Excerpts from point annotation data
>> BEGIN

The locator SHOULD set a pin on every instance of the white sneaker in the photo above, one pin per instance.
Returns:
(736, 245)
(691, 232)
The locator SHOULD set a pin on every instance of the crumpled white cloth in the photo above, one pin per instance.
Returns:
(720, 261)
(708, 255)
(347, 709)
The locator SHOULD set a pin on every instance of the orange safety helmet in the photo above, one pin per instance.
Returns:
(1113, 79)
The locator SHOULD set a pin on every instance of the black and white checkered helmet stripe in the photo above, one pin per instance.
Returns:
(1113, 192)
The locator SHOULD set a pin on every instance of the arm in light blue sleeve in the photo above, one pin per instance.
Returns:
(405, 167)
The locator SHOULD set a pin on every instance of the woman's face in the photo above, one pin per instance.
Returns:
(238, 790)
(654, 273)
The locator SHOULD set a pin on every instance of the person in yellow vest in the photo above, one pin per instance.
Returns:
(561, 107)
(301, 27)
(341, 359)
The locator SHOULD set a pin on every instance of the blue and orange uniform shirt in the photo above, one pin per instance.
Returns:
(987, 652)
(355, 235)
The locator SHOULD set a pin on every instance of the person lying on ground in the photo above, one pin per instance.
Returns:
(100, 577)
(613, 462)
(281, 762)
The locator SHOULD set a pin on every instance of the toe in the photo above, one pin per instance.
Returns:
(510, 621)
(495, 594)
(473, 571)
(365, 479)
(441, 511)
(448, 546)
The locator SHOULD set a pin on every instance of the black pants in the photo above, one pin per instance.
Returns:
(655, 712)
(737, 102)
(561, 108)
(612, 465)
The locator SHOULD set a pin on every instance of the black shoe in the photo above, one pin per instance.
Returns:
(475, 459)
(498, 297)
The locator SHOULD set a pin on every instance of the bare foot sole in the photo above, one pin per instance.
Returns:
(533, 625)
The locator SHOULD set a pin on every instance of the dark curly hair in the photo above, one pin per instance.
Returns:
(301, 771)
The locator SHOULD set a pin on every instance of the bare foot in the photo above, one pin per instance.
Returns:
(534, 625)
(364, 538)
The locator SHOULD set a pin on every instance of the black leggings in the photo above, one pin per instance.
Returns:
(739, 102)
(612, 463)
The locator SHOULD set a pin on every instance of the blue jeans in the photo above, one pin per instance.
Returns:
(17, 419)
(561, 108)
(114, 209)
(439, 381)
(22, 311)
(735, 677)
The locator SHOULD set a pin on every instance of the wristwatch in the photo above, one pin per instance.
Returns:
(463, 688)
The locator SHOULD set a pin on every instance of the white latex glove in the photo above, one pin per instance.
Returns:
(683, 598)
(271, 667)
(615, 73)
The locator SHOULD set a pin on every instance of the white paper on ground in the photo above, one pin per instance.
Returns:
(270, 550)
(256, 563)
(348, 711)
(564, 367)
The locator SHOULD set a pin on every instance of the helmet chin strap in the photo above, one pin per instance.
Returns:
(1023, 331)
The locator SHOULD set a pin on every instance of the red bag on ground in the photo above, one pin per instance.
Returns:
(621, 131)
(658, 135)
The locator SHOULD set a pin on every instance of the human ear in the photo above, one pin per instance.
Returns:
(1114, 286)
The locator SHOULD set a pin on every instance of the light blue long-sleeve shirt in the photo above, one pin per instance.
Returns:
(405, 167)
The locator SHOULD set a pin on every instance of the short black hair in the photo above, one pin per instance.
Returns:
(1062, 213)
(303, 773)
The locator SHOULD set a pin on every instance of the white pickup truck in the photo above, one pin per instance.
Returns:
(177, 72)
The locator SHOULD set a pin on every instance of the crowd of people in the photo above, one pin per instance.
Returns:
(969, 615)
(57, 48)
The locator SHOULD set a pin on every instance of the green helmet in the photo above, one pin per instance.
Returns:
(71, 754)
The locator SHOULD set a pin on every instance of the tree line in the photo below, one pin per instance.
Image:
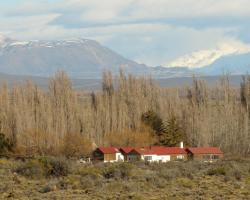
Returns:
(127, 111)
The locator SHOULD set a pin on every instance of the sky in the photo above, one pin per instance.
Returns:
(153, 32)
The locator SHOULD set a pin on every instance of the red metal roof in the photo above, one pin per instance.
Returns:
(126, 149)
(205, 150)
(108, 150)
(160, 150)
(144, 151)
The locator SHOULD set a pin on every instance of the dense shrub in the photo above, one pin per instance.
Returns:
(31, 169)
(118, 171)
(216, 171)
(43, 167)
(55, 166)
(5, 144)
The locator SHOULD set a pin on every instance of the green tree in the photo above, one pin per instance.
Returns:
(173, 134)
(154, 121)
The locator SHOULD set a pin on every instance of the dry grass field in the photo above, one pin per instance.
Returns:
(58, 178)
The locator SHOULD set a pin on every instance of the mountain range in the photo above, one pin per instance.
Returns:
(87, 59)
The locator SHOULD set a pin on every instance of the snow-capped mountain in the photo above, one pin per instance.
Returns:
(78, 57)
(230, 64)
(83, 58)
(207, 57)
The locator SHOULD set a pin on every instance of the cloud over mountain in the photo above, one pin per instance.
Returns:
(206, 57)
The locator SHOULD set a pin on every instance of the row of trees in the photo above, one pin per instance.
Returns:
(128, 111)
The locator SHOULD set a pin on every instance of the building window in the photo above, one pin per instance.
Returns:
(180, 157)
(215, 157)
(206, 157)
(148, 158)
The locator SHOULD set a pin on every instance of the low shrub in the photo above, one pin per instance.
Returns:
(43, 167)
(118, 171)
(31, 169)
(216, 171)
(55, 166)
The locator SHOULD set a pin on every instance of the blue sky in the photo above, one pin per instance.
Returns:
(154, 32)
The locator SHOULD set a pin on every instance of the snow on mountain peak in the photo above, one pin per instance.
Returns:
(204, 58)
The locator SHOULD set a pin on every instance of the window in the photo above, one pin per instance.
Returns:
(148, 158)
(180, 157)
(206, 157)
(215, 157)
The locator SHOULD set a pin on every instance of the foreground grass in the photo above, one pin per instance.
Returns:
(53, 178)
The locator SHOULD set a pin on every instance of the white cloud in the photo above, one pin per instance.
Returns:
(137, 29)
(206, 57)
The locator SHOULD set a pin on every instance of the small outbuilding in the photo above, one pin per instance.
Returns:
(125, 151)
(108, 154)
(208, 154)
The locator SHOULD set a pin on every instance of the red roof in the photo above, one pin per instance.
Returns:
(144, 151)
(205, 150)
(159, 150)
(108, 150)
(126, 149)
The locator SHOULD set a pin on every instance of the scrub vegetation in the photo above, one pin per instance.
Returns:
(128, 111)
(59, 178)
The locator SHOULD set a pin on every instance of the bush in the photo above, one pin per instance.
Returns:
(31, 169)
(55, 166)
(119, 171)
(43, 167)
(216, 171)
(5, 144)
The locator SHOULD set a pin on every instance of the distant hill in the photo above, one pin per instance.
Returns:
(232, 64)
(96, 84)
(78, 57)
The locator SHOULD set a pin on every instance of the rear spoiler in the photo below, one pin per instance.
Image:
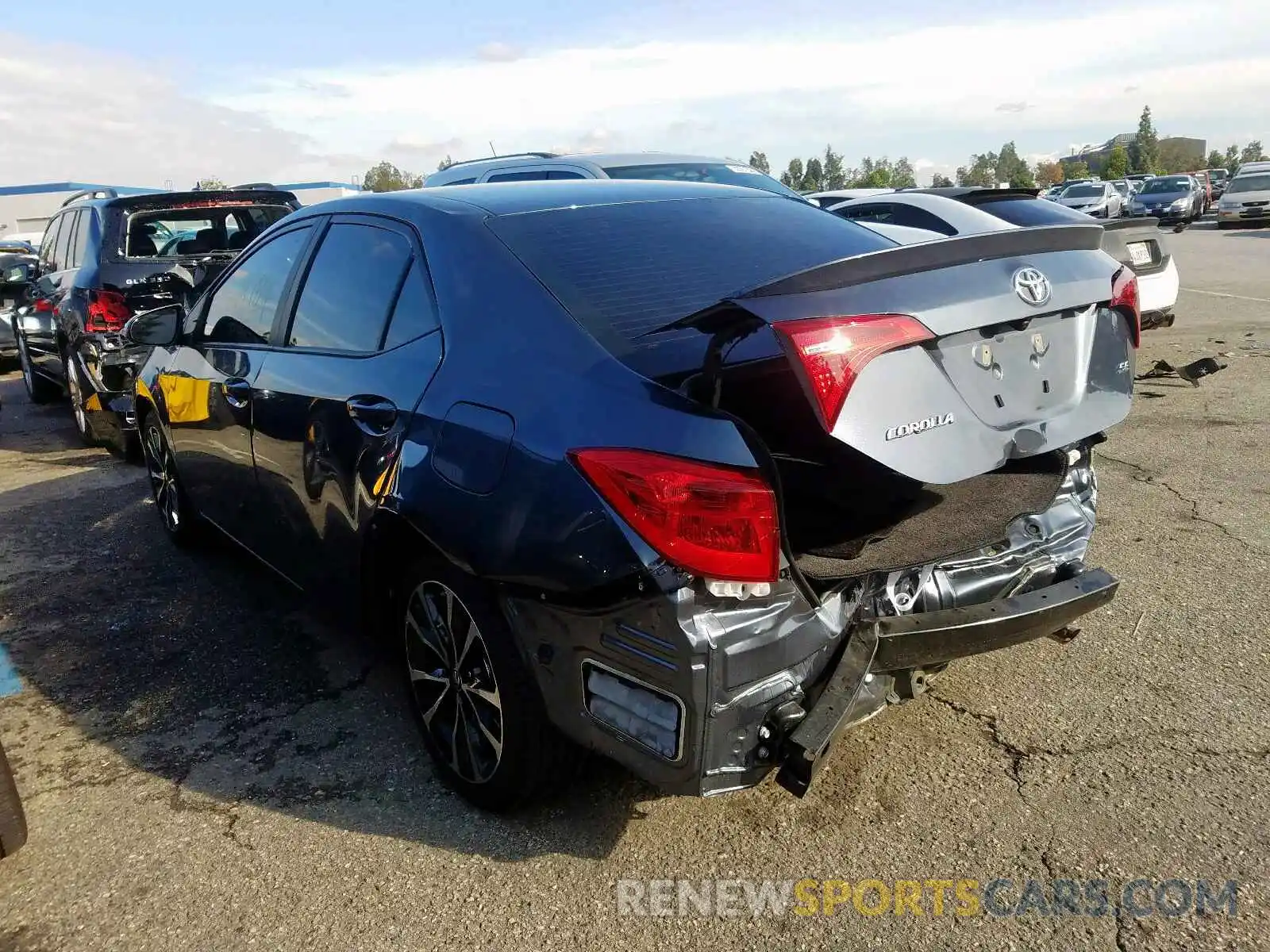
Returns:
(931, 255)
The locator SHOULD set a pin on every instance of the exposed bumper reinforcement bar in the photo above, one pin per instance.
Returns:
(926, 639)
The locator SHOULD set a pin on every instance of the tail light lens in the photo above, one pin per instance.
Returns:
(107, 311)
(1124, 298)
(831, 352)
(713, 520)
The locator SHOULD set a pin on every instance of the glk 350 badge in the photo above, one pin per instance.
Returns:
(907, 429)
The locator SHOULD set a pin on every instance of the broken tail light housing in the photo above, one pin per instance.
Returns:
(107, 313)
(708, 520)
(831, 352)
(1124, 298)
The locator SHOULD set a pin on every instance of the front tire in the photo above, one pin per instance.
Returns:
(76, 393)
(474, 700)
(179, 520)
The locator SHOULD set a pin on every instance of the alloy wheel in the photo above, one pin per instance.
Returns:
(163, 478)
(452, 682)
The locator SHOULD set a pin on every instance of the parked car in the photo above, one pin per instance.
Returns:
(1170, 198)
(660, 167)
(1246, 201)
(99, 264)
(967, 211)
(17, 267)
(600, 463)
(13, 820)
(1095, 198)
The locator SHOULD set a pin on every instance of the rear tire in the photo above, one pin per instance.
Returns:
(41, 390)
(474, 700)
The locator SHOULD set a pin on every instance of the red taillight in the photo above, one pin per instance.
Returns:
(833, 351)
(713, 520)
(107, 311)
(1124, 298)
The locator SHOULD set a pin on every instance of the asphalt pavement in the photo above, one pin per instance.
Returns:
(206, 766)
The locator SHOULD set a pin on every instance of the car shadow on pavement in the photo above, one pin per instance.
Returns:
(203, 670)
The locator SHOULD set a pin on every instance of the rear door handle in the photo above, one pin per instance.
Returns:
(238, 393)
(374, 416)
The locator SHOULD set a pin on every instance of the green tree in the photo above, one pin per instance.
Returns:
(835, 173)
(981, 171)
(1049, 175)
(793, 175)
(1231, 158)
(1253, 152)
(1013, 169)
(1145, 148)
(903, 175)
(387, 177)
(813, 179)
(1118, 164)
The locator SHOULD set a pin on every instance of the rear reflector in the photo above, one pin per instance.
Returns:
(107, 311)
(831, 352)
(708, 520)
(634, 708)
(1124, 298)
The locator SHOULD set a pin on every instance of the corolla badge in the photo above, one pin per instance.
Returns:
(1032, 286)
(907, 429)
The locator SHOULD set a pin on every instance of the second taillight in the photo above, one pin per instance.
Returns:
(1124, 298)
(831, 352)
(711, 520)
(107, 311)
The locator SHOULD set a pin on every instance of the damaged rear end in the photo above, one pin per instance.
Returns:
(922, 420)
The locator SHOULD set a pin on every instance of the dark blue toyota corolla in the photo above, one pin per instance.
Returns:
(691, 475)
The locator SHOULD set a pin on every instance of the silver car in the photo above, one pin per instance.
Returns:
(1096, 198)
(1246, 201)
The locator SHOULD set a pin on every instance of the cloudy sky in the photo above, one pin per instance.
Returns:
(279, 90)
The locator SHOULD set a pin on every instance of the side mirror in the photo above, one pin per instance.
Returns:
(18, 274)
(158, 328)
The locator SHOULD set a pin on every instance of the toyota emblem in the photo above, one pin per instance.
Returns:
(1032, 286)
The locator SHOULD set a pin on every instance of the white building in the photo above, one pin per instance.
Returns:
(25, 209)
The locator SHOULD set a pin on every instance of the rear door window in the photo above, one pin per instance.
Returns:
(243, 309)
(351, 289)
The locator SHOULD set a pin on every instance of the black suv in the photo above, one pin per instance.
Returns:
(106, 258)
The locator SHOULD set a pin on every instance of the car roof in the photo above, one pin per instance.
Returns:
(596, 162)
(522, 197)
(964, 217)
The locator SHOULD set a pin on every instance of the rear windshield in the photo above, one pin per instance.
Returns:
(1161, 186)
(626, 270)
(1032, 211)
(1249, 183)
(718, 173)
(173, 232)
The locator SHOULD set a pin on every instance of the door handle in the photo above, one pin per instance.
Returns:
(374, 416)
(238, 393)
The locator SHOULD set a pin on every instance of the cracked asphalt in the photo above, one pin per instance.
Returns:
(207, 767)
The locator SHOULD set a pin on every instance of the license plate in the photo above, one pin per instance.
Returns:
(1140, 253)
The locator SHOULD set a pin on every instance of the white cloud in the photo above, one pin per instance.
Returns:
(939, 92)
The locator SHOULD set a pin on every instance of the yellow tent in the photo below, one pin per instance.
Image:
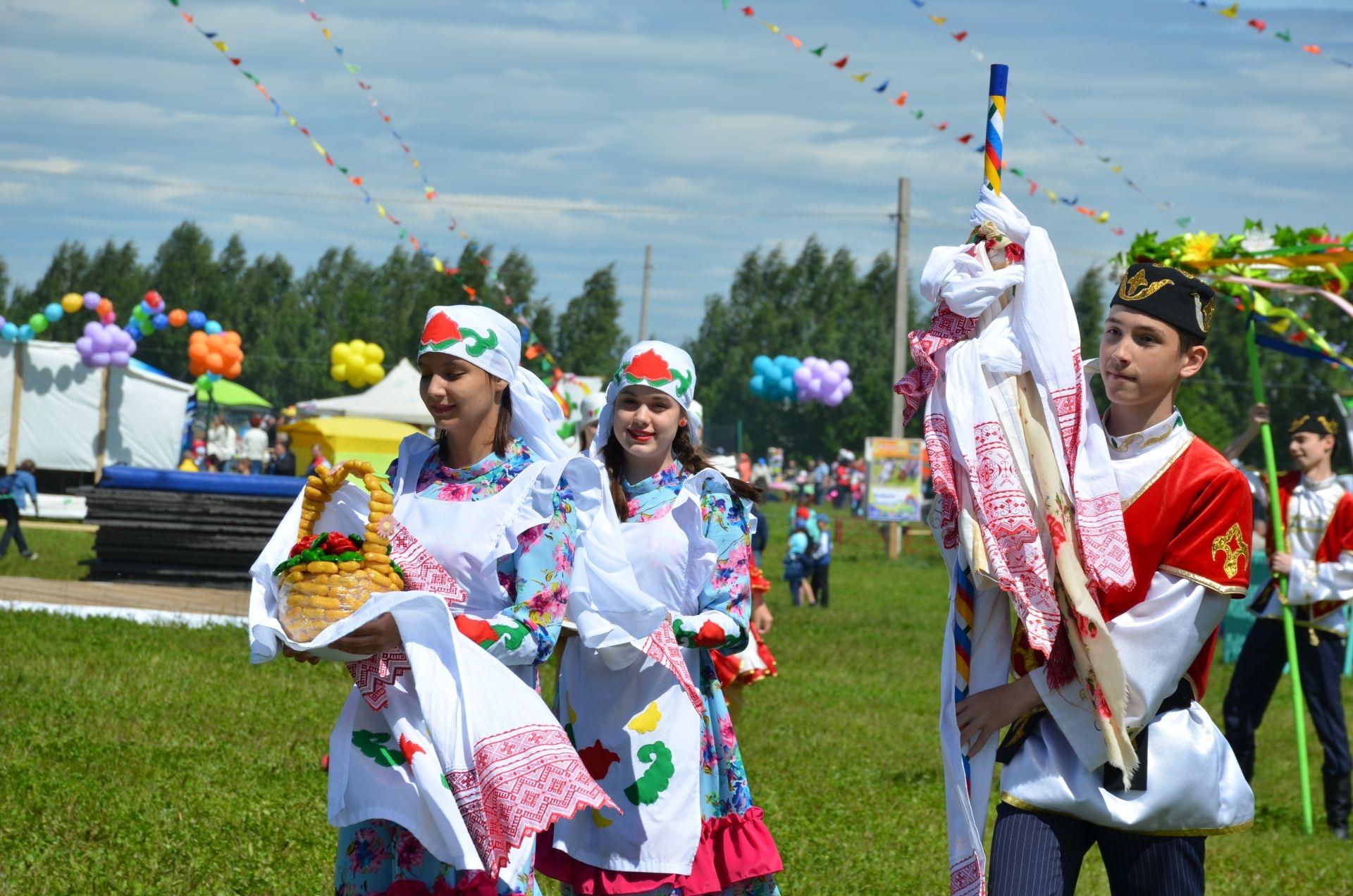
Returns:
(348, 439)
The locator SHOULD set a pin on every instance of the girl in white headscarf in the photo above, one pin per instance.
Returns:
(689, 822)
(500, 504)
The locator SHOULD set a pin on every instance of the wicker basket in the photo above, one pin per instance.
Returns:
(329, 575)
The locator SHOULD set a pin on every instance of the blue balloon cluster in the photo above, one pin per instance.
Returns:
(773, 378)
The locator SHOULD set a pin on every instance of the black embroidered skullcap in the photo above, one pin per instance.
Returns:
(1168, 295)
(1318, 424)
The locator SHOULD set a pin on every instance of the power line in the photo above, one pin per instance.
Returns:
(881, 216)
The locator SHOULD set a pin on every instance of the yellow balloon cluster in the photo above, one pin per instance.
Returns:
(357, 363)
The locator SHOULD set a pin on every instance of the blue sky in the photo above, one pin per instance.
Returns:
(726, 138)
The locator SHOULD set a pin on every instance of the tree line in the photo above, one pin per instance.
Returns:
(820, 302)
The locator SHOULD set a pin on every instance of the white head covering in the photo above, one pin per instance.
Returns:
(591, 408)
(650, 363)
(493, 344)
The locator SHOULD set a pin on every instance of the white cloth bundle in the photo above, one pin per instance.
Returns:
(988, 517)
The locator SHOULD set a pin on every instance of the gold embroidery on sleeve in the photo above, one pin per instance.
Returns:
(1233, 555)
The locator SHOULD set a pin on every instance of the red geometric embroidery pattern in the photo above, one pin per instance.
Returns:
(663, 649)
(945, 329)
(1103, 540)
(1066, 405)
(423, 571)
(966, 878)
(524, 780)
(942, 477)
(376, 673)
(1011, 535)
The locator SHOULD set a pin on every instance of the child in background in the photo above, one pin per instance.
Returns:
(822, 559)
(798, 566)
(14, 492)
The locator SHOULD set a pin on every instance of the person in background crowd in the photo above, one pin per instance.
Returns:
(1318, 565)
(221, 442)
(761, 474)
(822, 556)
(761, 537)
(1259, 414)
(254, 446)
(842, 493)
(283, 462)
(801, 515)
(798, 566)
(820, 474)
(317, 459)
(589, 409)
(858, 481)
(14, 497)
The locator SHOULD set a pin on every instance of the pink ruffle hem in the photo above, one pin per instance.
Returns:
(732, 849)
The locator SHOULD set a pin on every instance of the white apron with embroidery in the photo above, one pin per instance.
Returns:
(471, 761)
(639, 731)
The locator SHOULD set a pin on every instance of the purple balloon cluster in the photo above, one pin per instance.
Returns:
(106, 345)
(823, 380)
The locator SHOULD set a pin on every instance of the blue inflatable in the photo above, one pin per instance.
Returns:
(201, 482)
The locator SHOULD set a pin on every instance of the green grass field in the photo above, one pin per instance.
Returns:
(58, 552)
(157, 759)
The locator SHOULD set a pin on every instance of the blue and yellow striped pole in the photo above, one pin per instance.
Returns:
(995, 127)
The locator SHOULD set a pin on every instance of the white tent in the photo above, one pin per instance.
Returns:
(393, 398)
(60, 411)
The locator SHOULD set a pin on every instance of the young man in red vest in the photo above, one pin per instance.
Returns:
(1318, 520)
(1188, 523)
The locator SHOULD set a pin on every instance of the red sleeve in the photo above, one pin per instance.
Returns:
(1338, 537)
(1213, 546)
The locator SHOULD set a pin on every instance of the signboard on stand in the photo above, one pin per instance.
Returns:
(896, 473)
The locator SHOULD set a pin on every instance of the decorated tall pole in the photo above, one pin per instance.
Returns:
(1280, 546)
(995, 151)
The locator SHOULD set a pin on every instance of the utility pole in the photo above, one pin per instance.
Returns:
(901, 349)
(643, 306)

>> END

Transcribe the lines of the listing above without any change, everything from the line containing "the white latex" down to the line containing "(1114, 286)", both of those lines included.

### EXPECTED ANSWER
The locator SHOULD set a pin on every instance of the white latex glove in the photo above, one pin per instance.
Returns:
(683, 598)
(271, 667)
(615, 73)
The locator SHOULD set a pin on every instance of the white paper on ground in the photo above, one pin per instance.
Returns:
(270, 550)
(256, 563)
(348, 711)
(564, 367)
The locator SHOULD set a pin on every instance of the helmet chin strap in the photo above, one pin per instance.
Returns:
(1023, 331)
The locator SHOULD set a pin on every instance of the red bag on ground in the photo above, one pin per instance.
Returns:
(621, 131)
(658, 135)
The locator SHOULD set a pin on every instance of the human ear in the photo above, one pin per instance.
Returns:
(1114, 286)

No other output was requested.